**YOUR TASKS:**
1) Summarize the article about watercolor artist Gail Speckmann in two sentences.
2) List the subjects of the watercolor paintings that the article about Gail Speckmann names as part of the exhibition.
3) From the article about Gail Speckmann, transcribe the passage that starts at the words "Many of her" and stops after "just come naturally.".

Since an early age artist Gail Speckmann has incorporated color into her world.
The Plymouth-based watercolor artist and poet has some of her work at the Owatonna Hospital as part of the Healing Arts Exhibition. A variety of pieces are in the exhibition including watercolor paintings of birds, landscapes, bodies of water, trees and gardens among other mostly outdoor related subjects. Most pieces are paired with a related poem written by Speckmann.
The pieces were originally up for the Winter-Spring show, but due to the pandemic the work will stay up through October so more people have a chance to view them.
“The poems that I wrote, I hoped would be uplifting to people,” Speckmann said.
Many of her paintings are inspired by her love of the outdoors.
“I like the rhythms of the land and the trees,” Speckmann said. “That’s a big part of my inspiration, is the movement and the energy that shows up in life, whether it’s plants or animals or whether it’s the land and trees.”
Speckmann also draws inspiration from her travels, including the several European tours she has led.
“I have taken many many photos through the years, photography is a big part of my work too,” she said.
Sometimes she will pull elements from multiple photos to design the layout of her next painting, rather than strictly working from one reference photo.
Speckmann says her 60 years of participating in choir has helped develop her poetry. She compares song lyrics to poetry. While looking at something visual like a picture or a painting, Speckmann says the words for her poetry just come naturally.
“If I just meditate the poem will just kind of start flowing through me,” she said.

Data excerpts:
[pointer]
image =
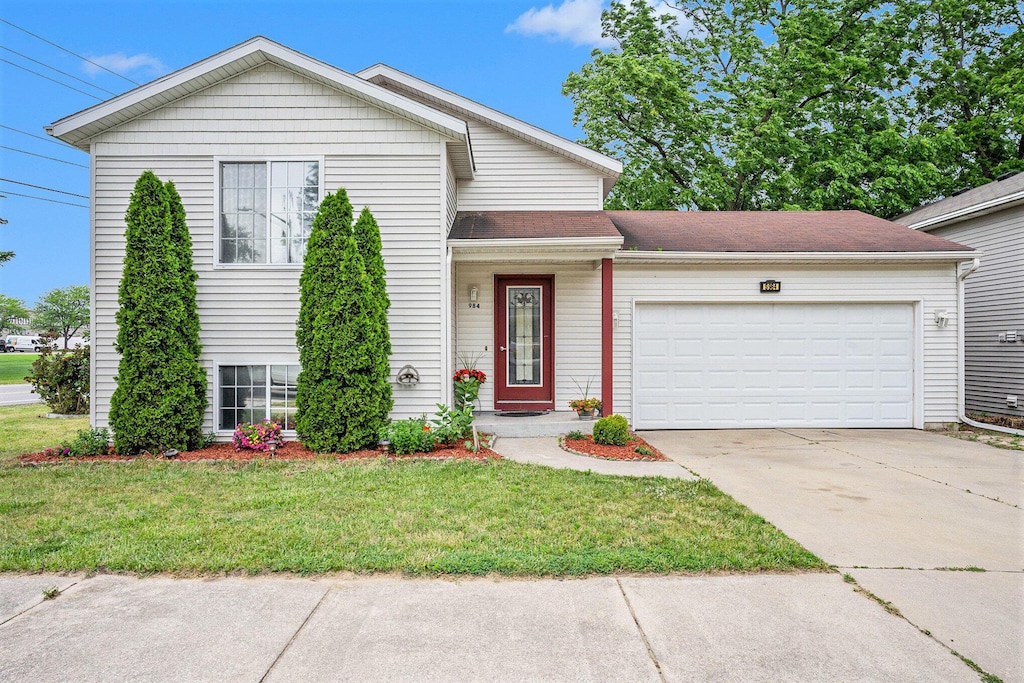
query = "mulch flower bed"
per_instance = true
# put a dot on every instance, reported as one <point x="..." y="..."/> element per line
<point x="586" y="446"/>
<point x="291" y="451"/>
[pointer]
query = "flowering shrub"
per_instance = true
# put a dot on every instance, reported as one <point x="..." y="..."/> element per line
<point x="585" y="404"/>
<point x="412" y="435"/>
<point x="257" y="436"/>
<point x="467" y="386"/>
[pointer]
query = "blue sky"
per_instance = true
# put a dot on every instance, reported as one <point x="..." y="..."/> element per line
<point x="509" y="54"/>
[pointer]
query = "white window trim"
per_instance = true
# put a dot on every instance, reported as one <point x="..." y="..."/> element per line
<point x="290" y="433"/>
<point x="217" y="162"/>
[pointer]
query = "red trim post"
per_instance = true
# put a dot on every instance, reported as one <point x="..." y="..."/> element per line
<point x="606" y="336"/>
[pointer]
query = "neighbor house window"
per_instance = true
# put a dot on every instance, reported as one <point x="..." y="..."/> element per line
<point x="254" y="393"/>
<point x="266" y="210"/>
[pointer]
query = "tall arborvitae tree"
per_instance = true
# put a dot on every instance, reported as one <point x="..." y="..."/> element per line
<point x="190" y="417"/>
<point x="343" y="395"/>
<point x="151" y="397"/>
<point x="368" y="240"/>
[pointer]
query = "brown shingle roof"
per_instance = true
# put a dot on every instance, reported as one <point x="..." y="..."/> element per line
<point x="715" y="231"/>
<point x="535" y="224"/>
<point x="770" y="231"/>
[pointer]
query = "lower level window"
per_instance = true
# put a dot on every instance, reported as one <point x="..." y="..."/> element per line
<point x="254" y="393"/>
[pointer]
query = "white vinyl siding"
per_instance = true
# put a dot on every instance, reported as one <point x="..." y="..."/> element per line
<point x="267" y="111"/>
<point x="248" y="314"/>
<point x="993" y="303"/>
<point x="933" y="287"/>
<point x="578" y="324"/>
<point x="515" y="175"/>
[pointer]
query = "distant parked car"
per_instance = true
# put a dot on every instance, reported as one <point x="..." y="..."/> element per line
<point x="23" y="343"/>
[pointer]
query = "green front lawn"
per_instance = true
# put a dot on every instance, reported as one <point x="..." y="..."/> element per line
<point x="14" y="367"/>
<point x="27" y="429"/>
<point x="417" y="517"/>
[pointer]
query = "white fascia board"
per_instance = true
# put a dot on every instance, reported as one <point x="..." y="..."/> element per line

**PER-TASK ANSWERS:**
1) Plymouth-based watercolor artist and poet Gail Speckmann has work in the Healing Arts Exhibition at the Owatonna Hospital, where most of her paintings of mostly outdoor subjects are paired with her own poems, and because of the pandemic the show will stay up through October. She draws inspiration from her love of the outdoors, her travels and her photography, and she says her 60 years in choir have helped develop her poetry.

2)
- Birds
- Landscapes
- Bodies of water
- Trees
- Gardens

3)
Many of her paintings are inspired by her love of the outdoors.
“I like the rhythms of the land and the trees,” Speckmann said. “That’s a big part of my inspiration, is the movement and the energy that shows up in life, whether it’s plants or animals or whether it’s the land and trees.”
Speckmann also draws inspiration from her travels, including the several European tours she has led.
“I have taken many many photos through the years, photography is a big part of my work too,” she said.
Sometimes she will pull elements from multiple photos to design the layout of her next painting, rather than strictly working from one reference photo.
Speckmann says her 60 years of participating in choir has helped develop her poetry. She compares song lyrics to poetry. While looking at something visual like a picture or a painting, Speckmann says the words for her poetry just come naturally.